(Pointing dataset records)
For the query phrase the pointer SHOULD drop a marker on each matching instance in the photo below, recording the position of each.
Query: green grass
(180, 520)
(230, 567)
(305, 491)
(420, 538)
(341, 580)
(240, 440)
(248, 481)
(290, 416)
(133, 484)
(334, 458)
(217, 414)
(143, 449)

[WHAT IS ASKED] Please format these records as a two-column CSV with the header row input,output and one row per record. Put each record's text in a quoted input field and its answer in a quoted output field, with line breaks replaced by spaces.

[OUTPUT]
input,output
"For the query phrase the pointer SHOULD drop a marker on each matching instance in the photo below, recording the position of each. Query: green grass","(180, 520) (230, 567) (305, 491) (420, 538) (341, 580) (240, 440) (248, 481) (290, 416) (133, 484) (334, 458) (217, 414) (143, 449)"